Your goal: What lines of the data below include the word "road"? Report them by copying each.

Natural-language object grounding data
________________________________________

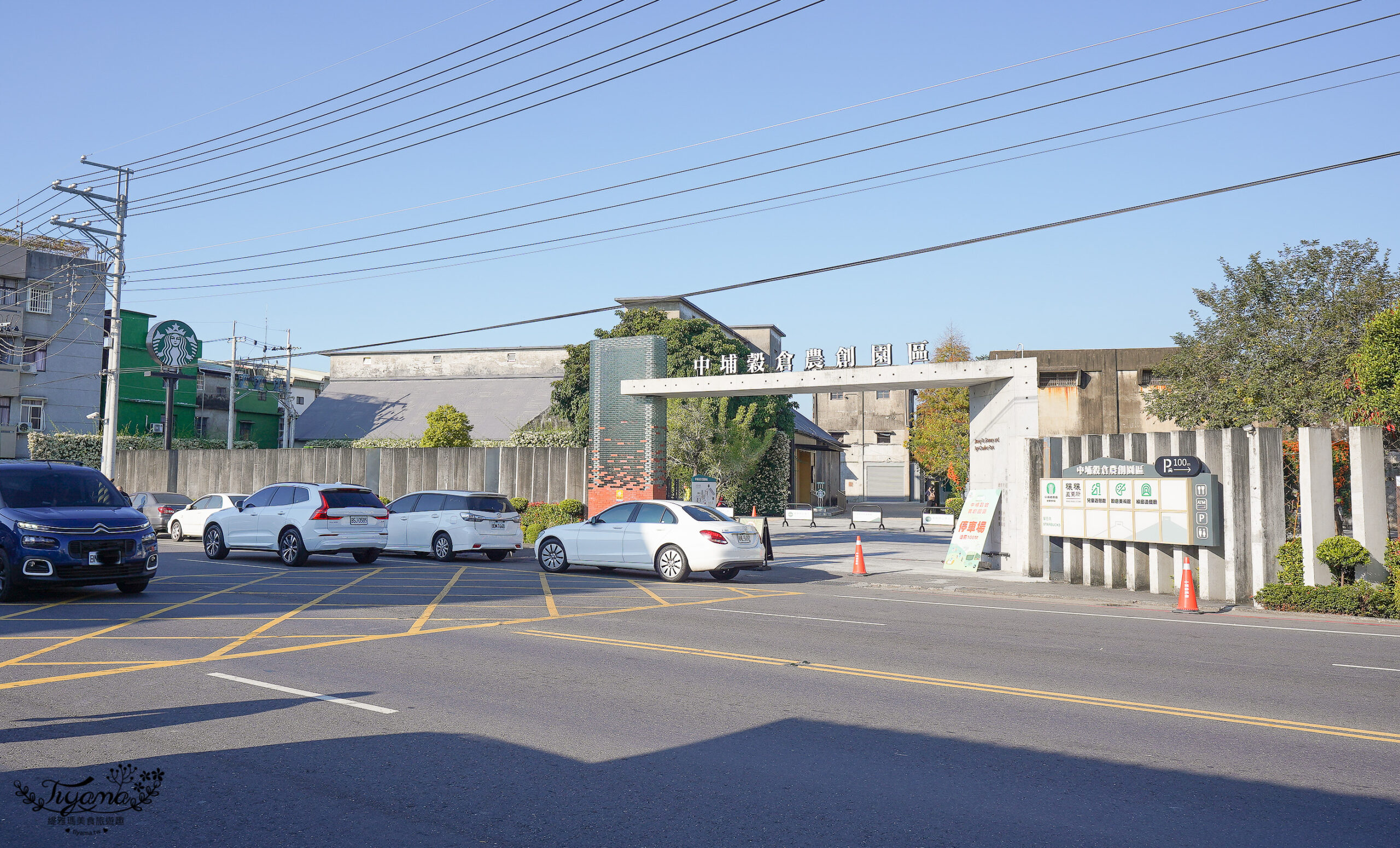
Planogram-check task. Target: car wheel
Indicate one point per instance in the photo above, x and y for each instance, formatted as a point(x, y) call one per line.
point(214, 547)
point(673, 564)
point(9, 582)
point(552, 557)
point(290, 549)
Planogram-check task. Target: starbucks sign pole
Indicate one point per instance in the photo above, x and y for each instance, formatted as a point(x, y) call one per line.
point(176, 347)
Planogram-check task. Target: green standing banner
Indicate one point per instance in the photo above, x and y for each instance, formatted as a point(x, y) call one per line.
point(971, 533)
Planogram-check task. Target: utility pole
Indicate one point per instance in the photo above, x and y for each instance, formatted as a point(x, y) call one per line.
point(233, 383)
point(116, 254)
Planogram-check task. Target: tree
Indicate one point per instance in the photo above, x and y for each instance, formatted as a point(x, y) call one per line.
point(938, 438)
point(447, 428)
point(686, 341)
point(1375, 372)
point(1274, 342)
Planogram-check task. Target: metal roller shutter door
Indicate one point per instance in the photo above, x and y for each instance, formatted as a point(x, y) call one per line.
point(884, 481)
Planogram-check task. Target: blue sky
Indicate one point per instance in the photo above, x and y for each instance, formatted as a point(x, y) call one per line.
point(1121, 282)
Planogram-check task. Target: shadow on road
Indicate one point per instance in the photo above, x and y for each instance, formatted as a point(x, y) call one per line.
point(791, 782)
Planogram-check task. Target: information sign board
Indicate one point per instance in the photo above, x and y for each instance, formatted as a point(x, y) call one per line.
point(971, 533)
point(1121, 501)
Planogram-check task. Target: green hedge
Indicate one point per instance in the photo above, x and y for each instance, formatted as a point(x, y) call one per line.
point(88, 448)
point(1354, 599)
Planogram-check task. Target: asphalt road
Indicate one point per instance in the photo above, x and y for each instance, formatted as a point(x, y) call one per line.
point(786, 708)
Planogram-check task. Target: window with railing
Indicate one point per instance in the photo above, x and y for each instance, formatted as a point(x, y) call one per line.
point(41, 299)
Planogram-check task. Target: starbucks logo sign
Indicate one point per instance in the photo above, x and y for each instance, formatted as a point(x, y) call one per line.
point(173, 344)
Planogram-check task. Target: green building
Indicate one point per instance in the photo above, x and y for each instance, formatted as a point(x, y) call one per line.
point(201, 403)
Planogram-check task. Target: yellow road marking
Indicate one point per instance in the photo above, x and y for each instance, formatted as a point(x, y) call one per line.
point(345, 641)
point(549, 596)
point(284, 617)
point(428, 612)
point(107, 630)
point(643, 586)
point(994, 689)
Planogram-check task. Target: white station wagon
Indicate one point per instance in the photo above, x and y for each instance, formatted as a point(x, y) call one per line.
point(671, 537)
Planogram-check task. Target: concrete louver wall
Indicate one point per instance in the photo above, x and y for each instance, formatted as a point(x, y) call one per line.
point(533, 473)
point(1251, 472)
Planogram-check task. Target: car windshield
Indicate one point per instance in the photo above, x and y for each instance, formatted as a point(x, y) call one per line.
point(30, 488)
point(348, 498)
point(704, 513)
point(489, 504)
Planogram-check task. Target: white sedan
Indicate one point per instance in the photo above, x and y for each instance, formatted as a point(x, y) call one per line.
point(671, 537)
point(189, 522)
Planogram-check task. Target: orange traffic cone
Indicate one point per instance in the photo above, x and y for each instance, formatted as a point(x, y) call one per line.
point(1186, 595)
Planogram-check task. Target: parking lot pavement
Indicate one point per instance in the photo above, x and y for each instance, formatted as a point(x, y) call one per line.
point(249, 605)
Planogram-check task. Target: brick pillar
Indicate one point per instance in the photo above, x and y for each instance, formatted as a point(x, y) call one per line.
point(628, 435)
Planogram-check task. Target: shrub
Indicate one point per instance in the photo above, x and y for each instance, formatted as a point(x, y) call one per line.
point(1393, 564)
point(1343, 554)
point(384, 442)
point(535, 438)
point(1291, 562)
point(1356, 599)
point(448, 427)
point(88, 448)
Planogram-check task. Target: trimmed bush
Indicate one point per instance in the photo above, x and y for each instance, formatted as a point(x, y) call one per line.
point(1393, 564)
point(1356, 599)
point(88, 448)
point(1343, 554)
point(1291, 562)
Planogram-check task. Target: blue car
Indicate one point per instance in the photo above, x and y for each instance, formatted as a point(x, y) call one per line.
point(69, 526)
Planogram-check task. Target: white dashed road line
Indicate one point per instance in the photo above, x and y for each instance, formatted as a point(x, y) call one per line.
point(303, 693)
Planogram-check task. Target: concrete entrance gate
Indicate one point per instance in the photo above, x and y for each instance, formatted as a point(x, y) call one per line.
point(628, 440)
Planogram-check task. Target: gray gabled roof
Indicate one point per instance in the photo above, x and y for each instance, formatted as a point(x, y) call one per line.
point(399, 408)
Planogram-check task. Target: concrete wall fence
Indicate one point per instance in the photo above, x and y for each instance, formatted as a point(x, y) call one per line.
point(1249, 464)
point(533, 473)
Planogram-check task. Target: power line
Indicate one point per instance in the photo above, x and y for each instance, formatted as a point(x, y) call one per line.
point(885, 258)
point(734, 160)
point(682, 148)
point(711, 184)
point(489, 120)
point(167, 170)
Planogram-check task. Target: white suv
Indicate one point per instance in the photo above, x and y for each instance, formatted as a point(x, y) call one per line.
point(446, 523)
point(301, 519)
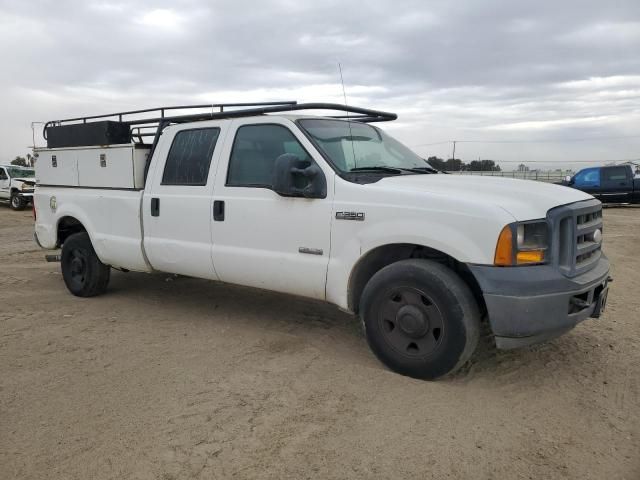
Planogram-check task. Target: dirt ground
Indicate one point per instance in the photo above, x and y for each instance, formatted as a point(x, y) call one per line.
point(167, 378)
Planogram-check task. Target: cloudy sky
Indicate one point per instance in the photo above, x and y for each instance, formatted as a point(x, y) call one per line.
point(547, 82)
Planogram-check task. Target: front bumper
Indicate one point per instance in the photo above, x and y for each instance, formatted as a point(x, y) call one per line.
point(532, 304)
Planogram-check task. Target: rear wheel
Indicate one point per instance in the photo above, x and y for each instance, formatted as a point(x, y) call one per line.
point(83, 272)
point(420, 318)
point(17, 202)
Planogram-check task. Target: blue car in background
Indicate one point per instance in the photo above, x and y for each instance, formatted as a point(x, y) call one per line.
point(613, 184)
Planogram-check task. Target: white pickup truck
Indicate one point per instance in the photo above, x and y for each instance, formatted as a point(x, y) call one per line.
point(16, 185)
point(325, 207)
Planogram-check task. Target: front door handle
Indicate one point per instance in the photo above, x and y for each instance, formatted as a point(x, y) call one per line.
point(218, 210)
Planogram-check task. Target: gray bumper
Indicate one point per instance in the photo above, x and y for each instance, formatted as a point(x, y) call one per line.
point(531, 304)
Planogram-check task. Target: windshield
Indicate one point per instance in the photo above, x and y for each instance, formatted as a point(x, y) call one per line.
point(15, 172)
point(353, 146)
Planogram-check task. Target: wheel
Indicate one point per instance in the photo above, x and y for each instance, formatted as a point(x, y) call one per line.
point(17, 202)
point(83, 272)
point(420, 318)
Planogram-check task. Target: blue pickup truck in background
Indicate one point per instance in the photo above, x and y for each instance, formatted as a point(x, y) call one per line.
point(612, 184)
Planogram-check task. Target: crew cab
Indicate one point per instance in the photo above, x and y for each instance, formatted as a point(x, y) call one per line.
point(610, 184)
point(328, 207)
point(16, 185)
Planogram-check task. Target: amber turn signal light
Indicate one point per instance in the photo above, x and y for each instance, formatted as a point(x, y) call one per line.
point(504, 248)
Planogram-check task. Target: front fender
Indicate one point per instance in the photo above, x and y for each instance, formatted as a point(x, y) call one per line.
point(465, 238)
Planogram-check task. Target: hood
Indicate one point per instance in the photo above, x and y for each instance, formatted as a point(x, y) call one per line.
point(523, 199)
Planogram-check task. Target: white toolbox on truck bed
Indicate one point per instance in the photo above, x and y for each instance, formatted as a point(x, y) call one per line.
point(107, 166)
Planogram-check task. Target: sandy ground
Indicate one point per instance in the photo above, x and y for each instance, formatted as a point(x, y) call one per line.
point(183, 378)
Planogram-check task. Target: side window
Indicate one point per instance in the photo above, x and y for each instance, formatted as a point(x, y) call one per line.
point(614, 174)
point(254, 153)
point(589, 177)
point(190, 157)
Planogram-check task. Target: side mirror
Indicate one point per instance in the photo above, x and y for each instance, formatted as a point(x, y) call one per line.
point(293, 177)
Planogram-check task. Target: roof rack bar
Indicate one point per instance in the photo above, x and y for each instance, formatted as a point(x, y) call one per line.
point(175, 107)
point(361, 114)
point(370, 115)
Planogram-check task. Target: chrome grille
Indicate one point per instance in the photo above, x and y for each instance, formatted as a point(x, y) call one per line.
point(575, 244)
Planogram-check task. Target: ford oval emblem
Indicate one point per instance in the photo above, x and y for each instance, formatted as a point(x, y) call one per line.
point(597, 236)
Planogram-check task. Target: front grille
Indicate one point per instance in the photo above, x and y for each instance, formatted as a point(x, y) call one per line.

________________________________________

Response:
Planogram-check task. Target: shadow on road
Planogram-check task. Target: asphalt road
Planogram-check task. Target: yellow road marking
Planogram-check task. Target: white dashed road line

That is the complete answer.